The records ▸
((

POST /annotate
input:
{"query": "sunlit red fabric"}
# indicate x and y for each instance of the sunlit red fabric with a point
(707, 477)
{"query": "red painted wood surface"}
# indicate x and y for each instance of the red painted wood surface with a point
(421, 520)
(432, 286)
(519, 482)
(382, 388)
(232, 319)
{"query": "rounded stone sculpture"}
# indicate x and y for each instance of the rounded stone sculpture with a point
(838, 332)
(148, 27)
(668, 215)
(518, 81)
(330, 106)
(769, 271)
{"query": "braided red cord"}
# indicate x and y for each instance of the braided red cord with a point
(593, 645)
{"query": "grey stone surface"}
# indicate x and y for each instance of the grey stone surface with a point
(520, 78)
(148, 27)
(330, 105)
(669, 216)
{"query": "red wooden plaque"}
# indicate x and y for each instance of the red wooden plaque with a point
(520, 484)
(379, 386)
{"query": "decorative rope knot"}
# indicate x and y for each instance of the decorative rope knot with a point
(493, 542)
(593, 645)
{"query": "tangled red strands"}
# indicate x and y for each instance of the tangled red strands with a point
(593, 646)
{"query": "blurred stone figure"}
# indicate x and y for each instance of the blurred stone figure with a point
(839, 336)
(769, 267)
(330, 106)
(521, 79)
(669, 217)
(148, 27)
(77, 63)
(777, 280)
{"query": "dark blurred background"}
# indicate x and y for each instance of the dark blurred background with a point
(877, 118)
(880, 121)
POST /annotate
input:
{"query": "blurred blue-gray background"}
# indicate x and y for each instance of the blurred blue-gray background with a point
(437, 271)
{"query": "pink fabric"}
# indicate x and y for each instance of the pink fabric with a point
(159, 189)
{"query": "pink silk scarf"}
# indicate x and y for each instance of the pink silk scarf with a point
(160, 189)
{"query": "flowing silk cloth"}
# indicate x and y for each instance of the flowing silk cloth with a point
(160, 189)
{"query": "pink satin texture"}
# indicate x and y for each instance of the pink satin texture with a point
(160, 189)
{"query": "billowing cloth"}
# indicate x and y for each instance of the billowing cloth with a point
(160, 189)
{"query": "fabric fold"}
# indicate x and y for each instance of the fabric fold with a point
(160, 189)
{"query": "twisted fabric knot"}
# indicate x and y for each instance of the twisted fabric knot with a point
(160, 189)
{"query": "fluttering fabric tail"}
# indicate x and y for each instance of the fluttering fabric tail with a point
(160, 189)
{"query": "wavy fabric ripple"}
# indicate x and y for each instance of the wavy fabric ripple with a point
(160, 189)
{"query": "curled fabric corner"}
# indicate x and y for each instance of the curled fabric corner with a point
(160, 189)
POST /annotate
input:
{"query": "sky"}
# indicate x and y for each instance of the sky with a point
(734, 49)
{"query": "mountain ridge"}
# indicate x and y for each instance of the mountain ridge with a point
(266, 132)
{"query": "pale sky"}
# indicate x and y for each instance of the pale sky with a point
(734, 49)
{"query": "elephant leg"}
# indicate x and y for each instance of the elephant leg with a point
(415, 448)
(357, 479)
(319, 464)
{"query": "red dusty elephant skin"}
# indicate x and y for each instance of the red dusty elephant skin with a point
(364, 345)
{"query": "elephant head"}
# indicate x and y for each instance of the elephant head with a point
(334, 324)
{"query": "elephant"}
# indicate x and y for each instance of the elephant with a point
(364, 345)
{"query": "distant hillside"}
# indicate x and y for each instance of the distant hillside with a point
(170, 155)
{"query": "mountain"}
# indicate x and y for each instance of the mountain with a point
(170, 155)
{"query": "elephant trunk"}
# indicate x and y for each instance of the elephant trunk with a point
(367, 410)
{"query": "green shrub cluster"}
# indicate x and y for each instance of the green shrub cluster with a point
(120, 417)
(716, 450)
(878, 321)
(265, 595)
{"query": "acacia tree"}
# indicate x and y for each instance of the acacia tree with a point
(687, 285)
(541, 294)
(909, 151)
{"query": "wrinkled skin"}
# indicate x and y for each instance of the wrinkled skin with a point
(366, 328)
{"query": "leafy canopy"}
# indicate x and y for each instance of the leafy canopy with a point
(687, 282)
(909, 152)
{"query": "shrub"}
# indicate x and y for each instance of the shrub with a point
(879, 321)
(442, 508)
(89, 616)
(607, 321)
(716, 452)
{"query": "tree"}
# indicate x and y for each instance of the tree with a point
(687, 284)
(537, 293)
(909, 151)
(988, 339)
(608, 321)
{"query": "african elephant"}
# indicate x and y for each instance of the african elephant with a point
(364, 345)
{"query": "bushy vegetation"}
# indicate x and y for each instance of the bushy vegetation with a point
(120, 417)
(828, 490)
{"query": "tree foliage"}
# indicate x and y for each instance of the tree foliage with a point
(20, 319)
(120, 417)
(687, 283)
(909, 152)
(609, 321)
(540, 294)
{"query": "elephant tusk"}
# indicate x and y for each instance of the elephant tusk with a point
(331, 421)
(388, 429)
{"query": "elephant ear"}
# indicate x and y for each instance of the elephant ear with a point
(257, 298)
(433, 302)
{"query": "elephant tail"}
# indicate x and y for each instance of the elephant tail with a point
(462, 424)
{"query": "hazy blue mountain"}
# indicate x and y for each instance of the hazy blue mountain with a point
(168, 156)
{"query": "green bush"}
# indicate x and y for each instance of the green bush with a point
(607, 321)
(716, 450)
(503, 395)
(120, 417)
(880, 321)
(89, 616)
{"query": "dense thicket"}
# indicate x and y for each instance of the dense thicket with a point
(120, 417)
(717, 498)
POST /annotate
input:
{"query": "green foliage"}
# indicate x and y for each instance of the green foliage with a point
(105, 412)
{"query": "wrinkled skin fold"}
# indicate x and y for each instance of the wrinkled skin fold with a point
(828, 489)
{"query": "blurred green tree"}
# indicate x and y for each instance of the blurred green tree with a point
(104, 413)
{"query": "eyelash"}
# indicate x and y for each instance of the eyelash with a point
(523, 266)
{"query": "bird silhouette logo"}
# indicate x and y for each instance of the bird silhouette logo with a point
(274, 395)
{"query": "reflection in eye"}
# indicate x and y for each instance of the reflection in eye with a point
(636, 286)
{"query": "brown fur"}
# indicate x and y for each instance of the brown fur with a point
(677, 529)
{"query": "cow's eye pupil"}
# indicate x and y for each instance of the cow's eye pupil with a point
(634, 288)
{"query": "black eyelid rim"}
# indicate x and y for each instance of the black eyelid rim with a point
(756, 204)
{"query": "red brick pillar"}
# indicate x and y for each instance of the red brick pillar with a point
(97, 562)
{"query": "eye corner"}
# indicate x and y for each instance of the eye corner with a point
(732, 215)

))

Write out every entry verbatim.

POST /annotate
input:
{"query": "sunlit red fabric"}
# indicate x and y for each instance of the sunlit red fabric with a point
(707, 477)
{"query": "red painted wood surface"}
# indicate x and y for each instance of the red painted wood surface with a point
(421, 520)
(432, 286)
(519, 482)
(382, 388)
(232, 319)
{"query": "rounded stone sculpture"}
# indicate x and y for each instance of the rounded stone sculpture with a point
(838, 332)
(148, 27)
(668, 215)
(518, 81)
(330, 106)
(769, 271)
{"query": "braided red cord"}
# indicate x and y for each instance of the braided red cord with a point
(593, 645)
{"query": "grey stone surface"}
# indicate x and y for each instance of the grey stone surface with a point
(520, 78)
(148, 27)
(330, 105)
(669, 216)
{"query": "red wooden plaque"}
# indicate x and y for each instance of the red wooden plaque with a point
(520, 484)
(379, 386)
{"query": "decorative rope knot"}
# indicate x and y for each instance of the decorative rope knot with a point
(493, 542)
(593, 645)
{"query": "tangled red strands"}
# indicate x and y for each instance of the tangled red strands with a point
(593, 646)
{"query": "blurred stone figure"}
# indicate x and y for each instance of the blurred stone figure with a point
(839, 336)
(769, 267)
(330, 106)
(521, 79)
(669, 217)
(148, 27)
(77, 63)
(777, 280)
{"query": "dark blurred background"}
# indicate x and y for each instance of the dark blurred background with a point
(877, 118)
(880, 121)
POST /annotate
input:
{"query": "blurred blue-gray background"}
# indicate x and y for each instance of the blurred blue-gray background with a point
(437, 271)
{"query": "pink fabric"}
# indicate x and y for each instance of the pink fabric with a point
(159, 189)
{"query": "pink silk scarf"}
# indicate x and y for each instance of the pink silk scarf with a point
(160, 189)
{"query": "flowing silk cloth"}
# indicate x and y for each instance of the flowing silk cloth with a point
(160, 189)
{"query": "pink satin texture"}
# indicate x and y for each instance of the pink satin texture with a point
(160, 189)
{"query": "billowing cloth"}
# indicate x and y for each instance of the billowing cloth with a point
(160, 189)
{"query": "fabric fold"}
# indicate x and y for each instance of the fabric fold with a point
(160, 189)
{"query": "twisted fabric knot"}
# indicate x and y for each instance of the twisted fabric knot with a point
(160, 189)
{"query": "fluttering fabric tail"}
# indicate x and y for each instance of the fluttering fabric tail with a point
(160, 189)
{"query": "wavy fabric ripple"}
# indicate x and y for each instance of the wavy fabric ripple with a point
(160, 189)
{"query": "curled fabric corner"}
# indicate x and y for each instance of the curled fabric corner with a point
(160, 189)
POST /annotate
input:
{"query": "sky"}
# indicate x and y for each instance of the sky with a point
(734, 49)
{"query": "mountain ridge"}
# indicate x and y for each instance of the mountain ridge with a point
(266, 132)
{"query": "pale sky"}
# indicate x and y for each instance of the pale sky with a point
(734, 49)
{"query": "elephant leg"}
# indicate x and y for each instance of the elephant leg with a point
(415, 448)
(357, 479)
(319, 464)
{"query": "red dusty elephant skin"}
# indicate x and y for each instance of the red dusty elephant skin with a point
(364, 345)
{"query": "elephant head"}
# indicate x and y for each instance of the elephant head with a point
(334, 324)
{"query": "elephant"}
# indicate x and y for each instance of the elephant with a point
(364, 345)
{"query": "distant hillside"}
# indicate x and y for each instance of the distant hillside with a point
(170, 155)
{"query": "mountain"}
# indicate x and y for each instance of the mountain with a point
(170, 155)
{"query": "elephant trunk"}
# indicate x and y for each instance of the elephant trunk with a point
(367, 410)
{"query": "green shrub cluster"}
# indicate x and y for each instance of the green shrub cluster with a point
(120, 417)
(716, 450)
(878, 321)
(265, 595)
{"query": "acacia tree"}
# indicate x and y for each instance of the acacia tree with a point
(687, 285)
(541, 294)
(909, 151)
{"query": "wrinkled skin"}
# indicate x and y for each instance of the wrinkled skin with a point
(366, 328)
{"query": "leafy canopy"}
# indicate x and y for each instance of the leafy canopy with a point
(687, 282)
(909, 152)
{"query": "shrub"}
# indicate x and y for each instance of the shrub with a point
(879, 321)
(442, 508)
(89, 616)
(607, 321)
(716, 452)
{"query": "tree"}
# indicate x and y for each instance of the tree with a point
(687, 284)
(537, 293)
(909, 151)
(988, 339)
(608, 321)
{"query": "african elephant"}
# indicate x and y for each instance of the african elephant with a point
(364, 345)
{"query": "bushy vegetation"}
# indicate x and y for each instance of the bushy vegetation with a point
(120, 417)
(828, 490)
{"query": "tree foliage"}
# indicate x and y for each instance of the tree foliage with a point
(20, 319)
(120, 417)
(687, 283)
(909, 152)
(609, 321)
(540, 294)
{"query": "elephant tusk"}
# indicate x and y for each instance of the elephant tusk with a point
(331, 421)
(388, 429)
{"query": "elephant ear"}
# indicate x and y for each instance of the elephant ear with a point
(257, 298)
(433, 302)
{"query": "elephant tail"}
# indicate x and y for each instance of the elephant tail with a point
(462, 424)
{"query": "hazy blue mountain"}
# indicate x and y for each instance of the hazy blue mountain with a point
(168, 156)
{"query": "green bush"}
# indicate x and y for each instance of the green bush with a point
(607, 321)
(716, 450)
(503, 395)
(120, 417)
(880, 321)
(89, 616)
{"query": "dense thicket"}
# indicate x and y for each instance of the dense thicket with a point
(120, 417)
(717, 498)
POST /annotate
input:
{"query": "green foliage"}
# indicate x and y for each instance of the green foliage with a point
(105, 412)
{"query": "wrinkled skin fold"}
# indicate x and y for each instance of the wrinkled skin fold with a point
(828, 489)
{"query": "blurred green tree"}
# indicate x and y for each instance of the blurred green tree with a point
(104, 413)
{"query": "eyelash"}
# indicate x and y for each instance of the eyelash with a point
(523, 266)
{"query": "bird silhouette logo"}
# indicate x and y for each instance of the bird silhouette logo with a point
(274, 395)
{"query": "reflection in eye"}
# indicate x and y for each instance of the reflection in eye with a point
(636, 286)
{"query": "brown fur"}
# indicate x and y for each instance of the brown fur with a point
(677, 529)
{"query": "cow's eye pupil"}
# indicate x and y for each instance of the cow's eye pupil with a point
(634, 288)
{"query": "black eyelid rim"}
# indicate x and y for each instance of the black eyelid rim with a point
(756, 204)
{"query": "red brick pillar"}
# indicate x and y for each instance of the red brick pillar with a point
(97, 562)
{"query": "eye corner"}
# indicate x and y for each instance of the eye corner with a point
(732, 215)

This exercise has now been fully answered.